# PROBLEM DETAILS
From the records that follow, copy every line that contains the word "segment".
*** Opening SUPPLIED MATERIAL ***
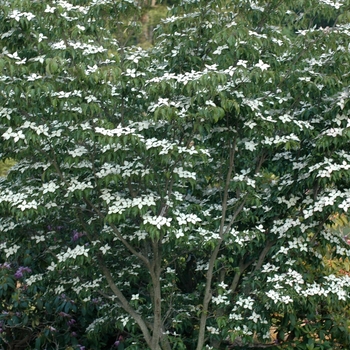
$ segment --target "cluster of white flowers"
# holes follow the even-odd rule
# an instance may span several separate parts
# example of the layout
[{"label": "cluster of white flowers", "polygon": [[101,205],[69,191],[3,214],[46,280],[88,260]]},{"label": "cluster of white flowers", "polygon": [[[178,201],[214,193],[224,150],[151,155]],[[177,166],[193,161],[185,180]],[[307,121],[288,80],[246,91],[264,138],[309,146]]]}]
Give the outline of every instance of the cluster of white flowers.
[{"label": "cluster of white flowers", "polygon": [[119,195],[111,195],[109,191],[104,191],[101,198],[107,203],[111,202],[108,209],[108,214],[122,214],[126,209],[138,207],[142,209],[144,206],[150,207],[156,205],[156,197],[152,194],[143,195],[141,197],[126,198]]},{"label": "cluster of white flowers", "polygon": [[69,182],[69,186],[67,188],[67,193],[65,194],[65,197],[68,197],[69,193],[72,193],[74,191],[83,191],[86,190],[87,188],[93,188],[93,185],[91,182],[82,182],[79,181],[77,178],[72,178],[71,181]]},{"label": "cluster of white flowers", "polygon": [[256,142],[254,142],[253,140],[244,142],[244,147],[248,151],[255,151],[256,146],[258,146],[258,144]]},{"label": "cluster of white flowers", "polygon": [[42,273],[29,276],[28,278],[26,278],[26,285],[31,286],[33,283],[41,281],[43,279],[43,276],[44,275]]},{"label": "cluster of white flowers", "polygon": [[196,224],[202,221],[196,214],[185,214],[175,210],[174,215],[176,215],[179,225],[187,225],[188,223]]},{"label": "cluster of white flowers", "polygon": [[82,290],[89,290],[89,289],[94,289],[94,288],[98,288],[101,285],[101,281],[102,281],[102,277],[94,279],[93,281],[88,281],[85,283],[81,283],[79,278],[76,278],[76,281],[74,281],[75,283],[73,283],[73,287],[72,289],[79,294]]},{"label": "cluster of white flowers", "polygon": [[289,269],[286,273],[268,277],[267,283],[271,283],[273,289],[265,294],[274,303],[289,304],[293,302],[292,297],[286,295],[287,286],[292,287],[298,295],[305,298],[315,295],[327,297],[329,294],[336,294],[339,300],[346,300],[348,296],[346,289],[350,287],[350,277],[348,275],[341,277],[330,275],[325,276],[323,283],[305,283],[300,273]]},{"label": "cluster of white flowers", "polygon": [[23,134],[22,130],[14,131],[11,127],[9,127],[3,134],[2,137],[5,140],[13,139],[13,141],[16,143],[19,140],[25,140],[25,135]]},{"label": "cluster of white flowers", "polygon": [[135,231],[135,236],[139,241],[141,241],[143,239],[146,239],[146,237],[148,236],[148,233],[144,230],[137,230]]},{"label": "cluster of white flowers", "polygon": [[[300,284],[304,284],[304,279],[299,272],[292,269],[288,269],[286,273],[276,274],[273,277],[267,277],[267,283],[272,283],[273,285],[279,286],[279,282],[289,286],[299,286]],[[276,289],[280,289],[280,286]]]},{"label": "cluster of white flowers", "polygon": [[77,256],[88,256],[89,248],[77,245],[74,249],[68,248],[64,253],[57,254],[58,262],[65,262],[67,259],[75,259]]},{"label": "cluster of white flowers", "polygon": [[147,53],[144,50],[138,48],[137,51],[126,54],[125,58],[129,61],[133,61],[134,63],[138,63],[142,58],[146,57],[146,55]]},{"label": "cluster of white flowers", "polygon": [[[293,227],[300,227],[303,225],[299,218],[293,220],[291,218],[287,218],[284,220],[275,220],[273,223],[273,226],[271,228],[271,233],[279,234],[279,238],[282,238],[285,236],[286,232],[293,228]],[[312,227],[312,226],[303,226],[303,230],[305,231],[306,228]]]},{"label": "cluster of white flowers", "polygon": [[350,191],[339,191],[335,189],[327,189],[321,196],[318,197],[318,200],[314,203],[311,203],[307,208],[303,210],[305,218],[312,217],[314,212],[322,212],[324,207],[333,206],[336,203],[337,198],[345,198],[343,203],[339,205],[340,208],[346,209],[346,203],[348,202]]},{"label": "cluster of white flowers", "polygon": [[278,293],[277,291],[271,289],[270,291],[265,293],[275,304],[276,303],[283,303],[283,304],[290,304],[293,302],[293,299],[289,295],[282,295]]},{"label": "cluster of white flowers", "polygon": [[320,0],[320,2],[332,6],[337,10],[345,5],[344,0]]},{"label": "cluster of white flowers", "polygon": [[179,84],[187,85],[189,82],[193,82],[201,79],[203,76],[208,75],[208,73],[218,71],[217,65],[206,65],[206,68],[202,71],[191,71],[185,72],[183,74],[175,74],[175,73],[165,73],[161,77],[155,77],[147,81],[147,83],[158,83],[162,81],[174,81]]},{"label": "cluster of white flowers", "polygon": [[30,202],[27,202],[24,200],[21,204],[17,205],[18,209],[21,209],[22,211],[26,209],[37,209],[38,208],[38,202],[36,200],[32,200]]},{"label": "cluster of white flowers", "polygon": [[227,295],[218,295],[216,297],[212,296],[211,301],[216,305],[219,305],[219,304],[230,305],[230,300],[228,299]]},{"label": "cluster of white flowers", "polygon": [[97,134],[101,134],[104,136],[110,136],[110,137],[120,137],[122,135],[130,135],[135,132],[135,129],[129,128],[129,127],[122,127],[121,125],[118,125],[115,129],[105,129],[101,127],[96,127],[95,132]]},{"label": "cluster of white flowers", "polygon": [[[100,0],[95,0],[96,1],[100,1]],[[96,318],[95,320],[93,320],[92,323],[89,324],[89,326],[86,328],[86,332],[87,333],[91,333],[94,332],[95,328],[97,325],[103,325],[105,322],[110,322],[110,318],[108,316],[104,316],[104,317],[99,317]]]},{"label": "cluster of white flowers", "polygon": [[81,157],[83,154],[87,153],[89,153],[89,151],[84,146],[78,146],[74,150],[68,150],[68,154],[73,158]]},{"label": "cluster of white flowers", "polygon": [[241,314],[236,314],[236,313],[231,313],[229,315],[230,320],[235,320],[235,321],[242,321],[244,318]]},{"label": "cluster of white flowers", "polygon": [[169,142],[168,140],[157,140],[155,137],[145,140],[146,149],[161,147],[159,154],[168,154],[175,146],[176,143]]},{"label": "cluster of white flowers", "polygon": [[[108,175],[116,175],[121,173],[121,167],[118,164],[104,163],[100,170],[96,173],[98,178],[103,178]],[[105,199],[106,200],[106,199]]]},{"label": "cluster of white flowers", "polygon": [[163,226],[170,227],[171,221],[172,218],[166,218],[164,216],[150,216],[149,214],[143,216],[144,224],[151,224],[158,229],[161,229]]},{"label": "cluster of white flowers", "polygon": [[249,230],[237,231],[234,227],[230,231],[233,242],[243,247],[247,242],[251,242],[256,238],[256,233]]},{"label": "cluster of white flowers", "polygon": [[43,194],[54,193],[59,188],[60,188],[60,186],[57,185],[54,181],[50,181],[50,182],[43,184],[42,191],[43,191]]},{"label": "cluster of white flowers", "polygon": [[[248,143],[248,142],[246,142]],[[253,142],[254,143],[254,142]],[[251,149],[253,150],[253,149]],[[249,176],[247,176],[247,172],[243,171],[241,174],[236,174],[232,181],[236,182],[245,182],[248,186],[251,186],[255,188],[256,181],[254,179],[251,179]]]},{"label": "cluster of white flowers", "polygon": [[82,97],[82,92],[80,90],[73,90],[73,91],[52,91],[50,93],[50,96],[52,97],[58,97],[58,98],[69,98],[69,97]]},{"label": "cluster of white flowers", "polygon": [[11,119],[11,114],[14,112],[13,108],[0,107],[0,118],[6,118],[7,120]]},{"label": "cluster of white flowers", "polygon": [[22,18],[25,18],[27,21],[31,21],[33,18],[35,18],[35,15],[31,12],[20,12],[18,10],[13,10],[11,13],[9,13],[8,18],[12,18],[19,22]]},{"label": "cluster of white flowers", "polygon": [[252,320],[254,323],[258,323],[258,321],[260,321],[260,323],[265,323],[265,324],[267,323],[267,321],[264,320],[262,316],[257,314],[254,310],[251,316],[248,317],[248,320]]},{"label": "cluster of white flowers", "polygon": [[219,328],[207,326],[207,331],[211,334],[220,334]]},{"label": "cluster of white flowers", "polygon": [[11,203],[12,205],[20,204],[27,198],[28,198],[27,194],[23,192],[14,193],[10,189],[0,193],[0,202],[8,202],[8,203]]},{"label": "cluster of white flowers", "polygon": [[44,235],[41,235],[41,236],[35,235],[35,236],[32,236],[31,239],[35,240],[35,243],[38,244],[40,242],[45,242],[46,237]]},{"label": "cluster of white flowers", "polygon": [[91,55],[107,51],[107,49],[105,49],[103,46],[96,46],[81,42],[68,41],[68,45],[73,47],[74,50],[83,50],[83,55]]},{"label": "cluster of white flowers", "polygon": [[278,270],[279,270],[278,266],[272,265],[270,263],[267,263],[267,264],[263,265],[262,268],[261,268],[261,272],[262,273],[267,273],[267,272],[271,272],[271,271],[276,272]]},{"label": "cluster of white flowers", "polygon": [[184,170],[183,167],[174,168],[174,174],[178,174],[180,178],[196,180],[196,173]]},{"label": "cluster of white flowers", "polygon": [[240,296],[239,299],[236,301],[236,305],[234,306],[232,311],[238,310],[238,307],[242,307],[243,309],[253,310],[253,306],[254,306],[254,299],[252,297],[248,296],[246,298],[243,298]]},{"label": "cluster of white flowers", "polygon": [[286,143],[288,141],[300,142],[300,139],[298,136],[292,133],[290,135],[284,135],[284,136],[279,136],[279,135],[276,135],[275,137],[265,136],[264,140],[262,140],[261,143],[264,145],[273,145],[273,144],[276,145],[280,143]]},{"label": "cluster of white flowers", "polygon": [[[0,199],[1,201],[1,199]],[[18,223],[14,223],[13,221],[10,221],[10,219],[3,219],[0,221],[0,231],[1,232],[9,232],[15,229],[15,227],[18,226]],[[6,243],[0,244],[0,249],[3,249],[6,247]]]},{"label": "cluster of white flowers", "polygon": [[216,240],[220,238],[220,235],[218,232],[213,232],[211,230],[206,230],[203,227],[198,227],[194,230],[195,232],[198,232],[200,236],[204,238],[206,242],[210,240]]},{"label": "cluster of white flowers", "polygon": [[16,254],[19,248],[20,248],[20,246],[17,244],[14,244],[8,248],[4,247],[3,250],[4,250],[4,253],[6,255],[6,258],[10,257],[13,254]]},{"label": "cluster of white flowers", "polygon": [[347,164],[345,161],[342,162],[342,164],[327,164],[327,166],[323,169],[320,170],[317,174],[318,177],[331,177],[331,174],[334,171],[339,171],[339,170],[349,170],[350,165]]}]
*** Closing SUPPLIED MATERIAL ***
*** Opening SUPPLIED MATERIAL ***
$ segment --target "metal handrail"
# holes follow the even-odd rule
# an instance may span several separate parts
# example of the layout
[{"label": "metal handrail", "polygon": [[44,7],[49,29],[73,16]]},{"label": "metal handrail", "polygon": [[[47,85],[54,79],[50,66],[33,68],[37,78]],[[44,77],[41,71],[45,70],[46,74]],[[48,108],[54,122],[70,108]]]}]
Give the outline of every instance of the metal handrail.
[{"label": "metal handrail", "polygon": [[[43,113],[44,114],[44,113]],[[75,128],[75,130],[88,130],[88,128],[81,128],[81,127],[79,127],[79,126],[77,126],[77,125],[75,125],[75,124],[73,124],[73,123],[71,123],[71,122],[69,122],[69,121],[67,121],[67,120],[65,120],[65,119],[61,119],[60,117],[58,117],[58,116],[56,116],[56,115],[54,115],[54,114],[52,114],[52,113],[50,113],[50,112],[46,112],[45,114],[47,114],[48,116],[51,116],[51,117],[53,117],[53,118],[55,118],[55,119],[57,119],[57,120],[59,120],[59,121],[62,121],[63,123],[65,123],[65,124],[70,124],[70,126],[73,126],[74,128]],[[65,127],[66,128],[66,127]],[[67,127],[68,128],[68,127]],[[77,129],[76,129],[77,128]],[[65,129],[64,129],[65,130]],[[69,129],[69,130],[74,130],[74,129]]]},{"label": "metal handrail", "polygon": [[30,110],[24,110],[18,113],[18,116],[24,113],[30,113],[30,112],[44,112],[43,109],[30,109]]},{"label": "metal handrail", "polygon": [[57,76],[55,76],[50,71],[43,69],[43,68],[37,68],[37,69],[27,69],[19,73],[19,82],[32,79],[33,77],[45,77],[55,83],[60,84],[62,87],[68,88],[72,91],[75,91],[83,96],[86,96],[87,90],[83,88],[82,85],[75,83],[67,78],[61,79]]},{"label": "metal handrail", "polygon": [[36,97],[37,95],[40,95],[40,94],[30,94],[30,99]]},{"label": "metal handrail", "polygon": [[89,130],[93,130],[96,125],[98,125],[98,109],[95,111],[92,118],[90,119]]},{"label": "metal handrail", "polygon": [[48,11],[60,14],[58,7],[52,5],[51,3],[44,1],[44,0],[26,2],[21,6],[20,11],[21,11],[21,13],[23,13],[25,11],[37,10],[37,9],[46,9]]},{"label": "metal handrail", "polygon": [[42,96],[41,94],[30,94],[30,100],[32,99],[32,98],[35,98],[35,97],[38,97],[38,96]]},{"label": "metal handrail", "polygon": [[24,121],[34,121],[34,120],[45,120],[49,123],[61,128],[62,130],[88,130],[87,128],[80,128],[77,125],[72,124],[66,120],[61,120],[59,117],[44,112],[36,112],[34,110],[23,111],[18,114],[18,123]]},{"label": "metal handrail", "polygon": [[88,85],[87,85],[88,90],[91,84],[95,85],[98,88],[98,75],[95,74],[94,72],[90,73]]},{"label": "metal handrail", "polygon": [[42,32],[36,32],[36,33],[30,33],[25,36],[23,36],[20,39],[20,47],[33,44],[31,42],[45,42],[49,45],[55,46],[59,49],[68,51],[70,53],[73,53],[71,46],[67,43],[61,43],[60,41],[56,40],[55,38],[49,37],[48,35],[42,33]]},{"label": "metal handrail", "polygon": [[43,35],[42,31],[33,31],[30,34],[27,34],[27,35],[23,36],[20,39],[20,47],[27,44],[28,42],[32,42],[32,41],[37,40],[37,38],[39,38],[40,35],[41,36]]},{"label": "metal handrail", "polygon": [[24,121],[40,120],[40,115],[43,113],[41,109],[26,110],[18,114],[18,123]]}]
*** Closing SUPPLIED MATERIAL ***
# RESULT FOR THIS EXERCISE
$ segment --target "cluster of white flowers"
$ segment --target "metal handrail"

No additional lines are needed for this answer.